↓

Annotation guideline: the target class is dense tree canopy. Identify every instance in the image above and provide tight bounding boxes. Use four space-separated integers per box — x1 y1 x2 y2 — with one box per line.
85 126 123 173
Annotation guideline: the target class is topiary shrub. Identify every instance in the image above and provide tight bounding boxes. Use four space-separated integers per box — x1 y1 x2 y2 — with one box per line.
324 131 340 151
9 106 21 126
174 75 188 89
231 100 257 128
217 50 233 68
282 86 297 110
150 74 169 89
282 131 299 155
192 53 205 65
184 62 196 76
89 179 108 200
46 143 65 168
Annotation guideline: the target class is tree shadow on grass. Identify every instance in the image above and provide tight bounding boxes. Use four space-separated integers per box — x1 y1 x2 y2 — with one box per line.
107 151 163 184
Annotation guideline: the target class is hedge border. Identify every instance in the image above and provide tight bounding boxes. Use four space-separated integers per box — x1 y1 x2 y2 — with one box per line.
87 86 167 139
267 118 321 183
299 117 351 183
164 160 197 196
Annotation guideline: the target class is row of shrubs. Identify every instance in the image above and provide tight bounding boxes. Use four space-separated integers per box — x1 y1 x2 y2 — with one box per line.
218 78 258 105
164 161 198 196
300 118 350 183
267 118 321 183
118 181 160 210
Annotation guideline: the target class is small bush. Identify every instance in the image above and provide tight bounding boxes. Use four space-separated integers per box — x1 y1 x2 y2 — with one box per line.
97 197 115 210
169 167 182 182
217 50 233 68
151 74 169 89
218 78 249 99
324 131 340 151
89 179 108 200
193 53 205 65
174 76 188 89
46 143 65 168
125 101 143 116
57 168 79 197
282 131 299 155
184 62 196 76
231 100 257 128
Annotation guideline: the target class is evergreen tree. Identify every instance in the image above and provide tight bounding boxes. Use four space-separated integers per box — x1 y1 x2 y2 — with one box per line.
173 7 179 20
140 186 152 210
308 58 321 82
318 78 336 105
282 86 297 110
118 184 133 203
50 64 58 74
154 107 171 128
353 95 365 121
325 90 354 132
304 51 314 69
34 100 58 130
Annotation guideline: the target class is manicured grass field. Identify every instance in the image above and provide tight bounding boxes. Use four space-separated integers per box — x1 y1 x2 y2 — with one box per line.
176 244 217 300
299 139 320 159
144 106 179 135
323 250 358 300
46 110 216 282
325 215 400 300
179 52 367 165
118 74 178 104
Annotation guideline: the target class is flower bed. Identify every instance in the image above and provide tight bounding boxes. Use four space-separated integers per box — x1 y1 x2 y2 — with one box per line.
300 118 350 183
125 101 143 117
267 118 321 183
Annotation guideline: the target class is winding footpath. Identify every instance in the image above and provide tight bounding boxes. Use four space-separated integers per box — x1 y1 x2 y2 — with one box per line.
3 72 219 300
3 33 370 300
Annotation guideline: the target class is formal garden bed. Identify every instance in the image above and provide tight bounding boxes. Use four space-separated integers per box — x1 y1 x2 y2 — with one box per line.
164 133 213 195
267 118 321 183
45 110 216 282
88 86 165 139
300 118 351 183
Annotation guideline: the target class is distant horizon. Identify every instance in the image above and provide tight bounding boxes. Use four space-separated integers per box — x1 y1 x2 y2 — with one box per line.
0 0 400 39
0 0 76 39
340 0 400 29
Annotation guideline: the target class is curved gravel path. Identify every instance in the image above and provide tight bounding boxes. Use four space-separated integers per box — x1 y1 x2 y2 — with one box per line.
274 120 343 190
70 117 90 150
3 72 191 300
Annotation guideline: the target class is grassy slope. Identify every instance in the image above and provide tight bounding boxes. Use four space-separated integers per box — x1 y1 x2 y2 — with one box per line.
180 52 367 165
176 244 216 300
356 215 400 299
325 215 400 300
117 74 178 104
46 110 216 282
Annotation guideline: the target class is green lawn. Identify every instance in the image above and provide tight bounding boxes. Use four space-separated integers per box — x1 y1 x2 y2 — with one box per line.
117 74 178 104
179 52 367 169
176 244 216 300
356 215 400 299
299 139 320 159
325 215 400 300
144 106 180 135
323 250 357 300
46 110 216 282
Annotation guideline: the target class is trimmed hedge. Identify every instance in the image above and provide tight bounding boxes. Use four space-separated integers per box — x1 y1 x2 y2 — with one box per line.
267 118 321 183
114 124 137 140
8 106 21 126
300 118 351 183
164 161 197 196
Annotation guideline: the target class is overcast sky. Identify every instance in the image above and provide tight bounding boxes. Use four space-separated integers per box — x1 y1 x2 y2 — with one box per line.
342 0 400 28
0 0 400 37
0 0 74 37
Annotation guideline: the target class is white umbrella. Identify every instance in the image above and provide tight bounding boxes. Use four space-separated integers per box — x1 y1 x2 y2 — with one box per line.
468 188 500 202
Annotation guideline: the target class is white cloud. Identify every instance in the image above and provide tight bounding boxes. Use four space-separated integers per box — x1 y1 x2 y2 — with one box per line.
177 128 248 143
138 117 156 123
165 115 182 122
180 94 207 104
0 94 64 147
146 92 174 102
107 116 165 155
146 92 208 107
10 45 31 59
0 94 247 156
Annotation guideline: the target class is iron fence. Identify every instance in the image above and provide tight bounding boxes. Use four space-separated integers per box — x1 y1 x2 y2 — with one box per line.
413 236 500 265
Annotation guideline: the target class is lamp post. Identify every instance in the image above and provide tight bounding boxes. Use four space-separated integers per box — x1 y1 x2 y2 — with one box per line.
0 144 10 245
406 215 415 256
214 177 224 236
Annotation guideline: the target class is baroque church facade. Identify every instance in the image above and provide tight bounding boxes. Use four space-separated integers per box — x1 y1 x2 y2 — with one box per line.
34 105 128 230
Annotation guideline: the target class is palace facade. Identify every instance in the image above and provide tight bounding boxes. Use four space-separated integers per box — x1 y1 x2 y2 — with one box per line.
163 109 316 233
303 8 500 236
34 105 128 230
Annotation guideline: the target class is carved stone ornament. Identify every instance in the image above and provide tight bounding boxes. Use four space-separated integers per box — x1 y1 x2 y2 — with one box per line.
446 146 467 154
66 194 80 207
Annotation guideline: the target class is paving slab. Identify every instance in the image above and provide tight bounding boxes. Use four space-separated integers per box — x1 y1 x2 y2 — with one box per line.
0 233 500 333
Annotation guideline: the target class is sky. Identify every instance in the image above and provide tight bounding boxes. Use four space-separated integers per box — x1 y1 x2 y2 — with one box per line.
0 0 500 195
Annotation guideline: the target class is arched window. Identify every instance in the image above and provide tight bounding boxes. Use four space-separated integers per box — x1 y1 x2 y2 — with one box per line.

↑

**Given instruction**
Scale the entries from their start through the line that contains "164 160 197 196", both ends included, and write out every line again with the guideline text unchanged. Multiply each bounding-box coordinate in the answers by 2.2 and round it to a whole number, with halves rounded up.

**Worked solution**
Annotation guideline: the target class is dense tree canopy. Identify every instance in the image above and provide tight bounding boxes. Use four space-separated integers per box — x1 y1 x2 y2 — with one box per line.
187 277 271 381
Annotation guideline: the target class is topiary shrub. Identify every instance in the image above and provide tight bounding boxes. Use four space-separated integers per box — x1 y1 x2 y2 — with one box per line.
713 288 748 332
20 233 46 277
383 165 414 196
508 220 565 282
477 110 513 150
620 189 653 242
330 163 372 196
620 288 658 341
422 117 451 143
405 136 431 167
196 394 238 440
101 315 143 370
Annotation guideline: the target class is tree shadow on grass. Identify every instance in the image above and provide tight bounding boxes. Use four space-separated integers per box — x1 y1 x2 y2 — with one box per line.
235 332 359 405
Annotation guideline: the target class is hedge border. Identify every instance in the image above and provide tight bounding boxes. Use four space-separated integers per box — x1 y1 x2 y2 — with one box per line.
191 189 367 306
587 260 706 403
658 257 772 403
361 352 433 431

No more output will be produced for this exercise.